*TASK OBJECTIVE:* The listing is to be printed in full, exactly as given.

*RECORDS SHOWN:*
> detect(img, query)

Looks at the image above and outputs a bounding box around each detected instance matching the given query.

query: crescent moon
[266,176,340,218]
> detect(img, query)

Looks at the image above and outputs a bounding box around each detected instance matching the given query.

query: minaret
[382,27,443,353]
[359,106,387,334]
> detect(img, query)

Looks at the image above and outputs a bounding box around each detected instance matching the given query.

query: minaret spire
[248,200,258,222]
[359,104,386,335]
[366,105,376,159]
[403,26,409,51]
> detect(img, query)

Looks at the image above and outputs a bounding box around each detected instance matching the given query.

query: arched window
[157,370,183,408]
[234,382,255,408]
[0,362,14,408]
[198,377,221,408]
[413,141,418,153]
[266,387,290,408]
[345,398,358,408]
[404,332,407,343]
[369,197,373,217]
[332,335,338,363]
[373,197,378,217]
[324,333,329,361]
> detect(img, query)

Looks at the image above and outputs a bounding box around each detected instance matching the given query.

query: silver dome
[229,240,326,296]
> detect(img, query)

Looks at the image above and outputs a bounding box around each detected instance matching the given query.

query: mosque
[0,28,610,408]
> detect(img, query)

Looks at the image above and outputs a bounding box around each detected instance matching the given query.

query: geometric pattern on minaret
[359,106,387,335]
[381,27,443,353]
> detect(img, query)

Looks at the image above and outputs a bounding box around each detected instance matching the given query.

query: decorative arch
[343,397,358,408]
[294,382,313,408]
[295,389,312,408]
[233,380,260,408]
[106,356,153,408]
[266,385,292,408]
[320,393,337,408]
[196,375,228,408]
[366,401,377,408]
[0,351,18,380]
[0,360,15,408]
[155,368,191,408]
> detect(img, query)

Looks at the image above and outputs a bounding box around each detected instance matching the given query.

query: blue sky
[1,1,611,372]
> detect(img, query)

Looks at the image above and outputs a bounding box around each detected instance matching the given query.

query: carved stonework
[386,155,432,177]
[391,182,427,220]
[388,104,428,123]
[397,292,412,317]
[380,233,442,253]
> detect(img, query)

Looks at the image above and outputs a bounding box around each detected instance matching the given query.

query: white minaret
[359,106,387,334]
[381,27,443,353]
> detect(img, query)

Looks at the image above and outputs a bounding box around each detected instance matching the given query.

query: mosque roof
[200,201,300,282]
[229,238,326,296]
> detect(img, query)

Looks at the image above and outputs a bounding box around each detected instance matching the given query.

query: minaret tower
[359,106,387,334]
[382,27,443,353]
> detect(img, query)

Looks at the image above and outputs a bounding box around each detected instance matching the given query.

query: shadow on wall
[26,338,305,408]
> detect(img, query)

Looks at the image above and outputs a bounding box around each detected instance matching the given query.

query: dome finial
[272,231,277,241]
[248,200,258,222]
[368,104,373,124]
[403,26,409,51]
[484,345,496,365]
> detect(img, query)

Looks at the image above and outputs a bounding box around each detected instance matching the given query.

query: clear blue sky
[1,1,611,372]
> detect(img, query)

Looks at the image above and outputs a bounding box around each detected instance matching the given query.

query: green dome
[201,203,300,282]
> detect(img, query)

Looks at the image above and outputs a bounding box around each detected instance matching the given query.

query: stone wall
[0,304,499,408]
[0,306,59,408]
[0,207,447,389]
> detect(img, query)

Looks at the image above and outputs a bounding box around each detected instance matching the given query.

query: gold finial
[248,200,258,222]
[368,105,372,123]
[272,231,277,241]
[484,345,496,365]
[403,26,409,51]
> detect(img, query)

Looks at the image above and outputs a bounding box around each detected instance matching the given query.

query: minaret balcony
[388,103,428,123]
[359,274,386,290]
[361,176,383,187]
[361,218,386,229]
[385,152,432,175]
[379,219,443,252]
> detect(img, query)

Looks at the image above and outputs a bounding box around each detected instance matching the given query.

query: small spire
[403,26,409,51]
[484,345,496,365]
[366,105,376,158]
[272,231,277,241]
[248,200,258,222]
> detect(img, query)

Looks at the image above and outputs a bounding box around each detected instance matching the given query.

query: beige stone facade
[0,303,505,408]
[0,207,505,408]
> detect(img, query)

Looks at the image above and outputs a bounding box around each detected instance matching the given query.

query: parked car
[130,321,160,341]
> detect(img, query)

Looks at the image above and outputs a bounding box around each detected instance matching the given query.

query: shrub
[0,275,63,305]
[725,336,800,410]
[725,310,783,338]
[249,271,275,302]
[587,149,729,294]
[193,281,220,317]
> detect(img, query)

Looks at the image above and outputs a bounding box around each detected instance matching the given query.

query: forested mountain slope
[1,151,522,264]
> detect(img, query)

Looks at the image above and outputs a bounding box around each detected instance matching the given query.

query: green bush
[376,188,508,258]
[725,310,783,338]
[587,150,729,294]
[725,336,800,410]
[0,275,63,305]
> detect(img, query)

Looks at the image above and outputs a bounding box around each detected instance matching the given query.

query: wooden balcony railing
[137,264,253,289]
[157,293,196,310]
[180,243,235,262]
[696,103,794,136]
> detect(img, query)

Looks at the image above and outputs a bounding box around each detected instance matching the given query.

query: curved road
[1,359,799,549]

*SOLUTION FOR THIS TASK:*
> detect(img, query)

Looks at the image above and outputs a bounding box around each detected instance matching the given query.

query: crescent moon
[266,176,340,218]
> detect(img, query)

Looks at the image above and outputs a bounding box around each detected instance matching the given query.

query: minaret
[382,27,443,353]
[359,106,387,334]
> detect(img, query)

Looks at the image above and outputs a bounding box around each detected instance matching the given query.

query: minaret spire
[248,200,258,222]
[359,104,386,335]
[366,105,376,159]
[403,26,409,51]
> detect(img, query)

Looks at the image above and outputs a bounding box around each detected instance matching the given query.

query: arched window
[157,370,183,408]
[234,382,255,408]
[0,362,14,408]
[198,377,221,408]
[413,141,418,153]
[266,387,290,408]
[345,398,358,408]
[404,332,407,343]
[369,197,373,217]
[332,335,338,363]
[373,197,378,217]
[324,333,329,361]
> detect(img, query)

Looks at the image above and outputs a bounding box around each detected instance matching the given query.

query: silver dome
[229,240,326,296]
> detect(img, query)

Looks at the image above and outputs a bounding box around each detected instance matching the given query.

query: mosque
[0,28,610,408]
> detect(img, query)

Looks at the image above and outputs a bounding box around each detected instance matching the given query.

query: geometric pattern on minaret
[359,106,387,335]
[381,27,443,353]
> detect(img, query)

Looks at the image above and outputs a bounding box around each detected instance matching the given query.

query: decorative arch
[343,397,358,408]
[294,382,313,408]
[295,389,312,408]
[233,380,260,408]
[106,356,153,408]
[266,385,292,408]
[320,393,337,408]
[196,375,228,408]
[366,401,377,408]
[0,351,18,380]
[0,360,15,408]
[155,368,191,408]
> detect(img, query)

Looks at the image above and outputs a bounding box around each detected instance matching the given query.

query: blue sky
[1,1,611,372]
> detect(img, query)

Looks at the image above and outputs a bounding box around each detected instance matching the given query.

query: carved stonework
[386,155,432,177]
[391,182,427,220]
[388,104,428,123]
[397,292,412,317]
[380,233,442,253]
> detect(img, query)

Looks at the image above and outputs a bounding box around each detected instance matching the given query.

query: white minaret
[359,106,387,334]
[381,27,443,353]
> detect(img, query)

Looks at the image above and outputs a bounding box around each detected instance matching the given query.

query: mosque roof
[200,201,300,282]
[229,238,326,296]
> detect(img, query)

Looks at the image above and outputs a bounding box around each detected instance matching the given query.

query: minaret tower
[359,106,387,334]
[382,27,443,353]
> detect(img, query)

Looks at the image above and outputs a bounding box around each detected instance matching the given query.

query: shadow on wall
[26,338,305,408]
> detect(img, query)

Looks at the image above and outputs a bounding box around each detected instance matching the given query.

query: dome finial
[272,231,277,241]
[248,200,258,222]
[368,104,373,124]
[403,26,409,51]
[484,345,496,365]
> detect(img, query)

Looks at the image above and outputs a bounding box around each detected instance matching the given query.

query: clear blue sky
[1,1,611,372]
> detect(img, query)

Looks at the image above and outputs a bounding box around each detected instance matching the given query.

query: green dome
[201,203,300,282]
> detect(img, query)

Looks at the image above and outputs a bounding box around each detected instance matching the given query.

query: stone wall
[0,304,499,408]
[0,306,59,408]
[0,207,447,389]
> detect(img, query)

Looks at the image above and outputs a bounding box around each detected instance matching the given query.

query: gold finial
[248,200,258,222]
[368,105,372,123]
[272,231,277,241]
[484,345,496,365]
[403,26,409,51]
> detect(img, query)

Looks at the image above and outputs a bounding box around each detected instance matching the given query.

query: minaret balcony
[388,103,428,123]
[359,274,386,290]
[361,176,383,187]
[361,218,386,229]
[385,152,432,175]
[379,219,443,252]
> detect(img, query)

Looks at the image above and outputs a bounding box around each detected instance matching the given query.

query: small spire
[403,26,409,51]
[484,345,496,365]
[366,105,376,158]
[272,231,277,241]
[248,200,258,222]
> detect(img, query)

Looks at the image above and outputs a bounding box around each detected instance matching the given query.

query: beige stone facade
[0,303,505,408]
[0,207,505,408]
> detect(img, query)

Looks at the image above and outputs a bounding box around each detected instance matching the given query.

query: parked car
[130,321,160,341]
> detect(img, query)

Looks at the image above and outputs a bounding box around each detected instance matching the given query.

query: shrub
[0,275,63,305]
[725,336,800,410]
[725,310,783,338]
[249,271,275,302]
[587,149,729,294]
[193,281,220,317]
> detect(img, query)

Looks at the image above and outputs a bounding box around each detected instance matching the given query.

query: forested mountain slope
[1,151,522,264]
> detect(img, query)

Looks at the image above and outputs a bounding box around each detected instance matching the given query.

query: green bush
[376,188,508,258]
[725,310,783,338]
[587,150,729,294]
[725,336,800,410]
[0,275,63,305]
> detect(img, query)

Looks at the image above and outputs a bounding box around each detected instance matching the given query.

query: wooden balcony railing
[137,264,253,289]
[157,293,196,310]
[180,243,235,262]
[696,103,794,136]
> detect(img, query)

Looks at the image above and outputs a bounding box around each detected instance matching the given query.

query: curved road
[1,359,799,549]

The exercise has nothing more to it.